[Dataset excerpts]
Segment Open

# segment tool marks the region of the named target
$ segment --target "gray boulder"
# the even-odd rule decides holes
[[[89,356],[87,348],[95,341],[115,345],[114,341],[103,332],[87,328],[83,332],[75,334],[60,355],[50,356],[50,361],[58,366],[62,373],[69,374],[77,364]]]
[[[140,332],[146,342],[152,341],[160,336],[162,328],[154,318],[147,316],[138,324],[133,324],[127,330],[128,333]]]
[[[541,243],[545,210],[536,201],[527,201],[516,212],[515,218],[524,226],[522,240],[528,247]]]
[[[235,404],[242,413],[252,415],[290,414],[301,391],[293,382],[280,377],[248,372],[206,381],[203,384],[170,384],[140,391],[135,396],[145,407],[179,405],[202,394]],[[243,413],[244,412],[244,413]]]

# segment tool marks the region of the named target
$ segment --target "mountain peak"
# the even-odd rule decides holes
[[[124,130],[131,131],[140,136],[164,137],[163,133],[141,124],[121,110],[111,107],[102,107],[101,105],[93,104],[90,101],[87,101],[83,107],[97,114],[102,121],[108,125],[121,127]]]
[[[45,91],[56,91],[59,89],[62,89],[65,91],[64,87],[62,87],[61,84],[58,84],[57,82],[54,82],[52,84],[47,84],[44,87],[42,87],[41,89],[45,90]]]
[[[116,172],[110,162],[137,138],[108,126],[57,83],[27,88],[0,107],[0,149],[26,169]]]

Segment Closed

Write out the data exactly as it stands.

▶ **Exercise output**
# segment tool marks the region of the named target
$ segment --target "gray boulder"
# the even-odd rule decides holes
[[[89,356],[87,348],[95,341],[115,345],[114,341],[103,332],[87,328],[83,332],[75,334],[60,355],[50,356],[50,361],[58,366],[62,373],[69,374],[77,364]]]
[[[140,332],[146,342],[152,341],[160,336],[162,328],[154,318],[147,316],[138,324],[133,324],[127,330],[128,333]]]
[[[541,243],[545,210],[536,201],[527,201],[516,212],[515,218],[524,226],[522,240],[528,247]]]
[[[235,404],[242,413],[252,415],[290,414],[301,391],[293,382],[280,377],[248,372],[206,381],[203,384],[170,384],[140,391],[135,396],[145,407],[179,405],[202,394]],[[243,413],[244,412],[244,413]]]

# segment tool marks the region of the named target
$ segment --target "mountain peak"
# the even-odd rule decides holes
[[[124,130],[131,131],[140,136],[164,137],[163,133],[141,124],[121,110],[111,107],[102,107],[101,105],[93,104],[90,101],[87,101],[83,107],[97,114],[102,121],[108,125],[121,127]]]
[[[45,91],[56,91],[59,89],[62,89],[65,91],[64,87],[62,87],[61,84],[58,84],[57,82],[54,82],[52,84],[47,84],[44,87],[42,87],[41,89],[45,90]]]
[[[116,172],[110,162],[137,138],[108,126],[57,83],[27,88],[0,107],[0,149],[26,169]]]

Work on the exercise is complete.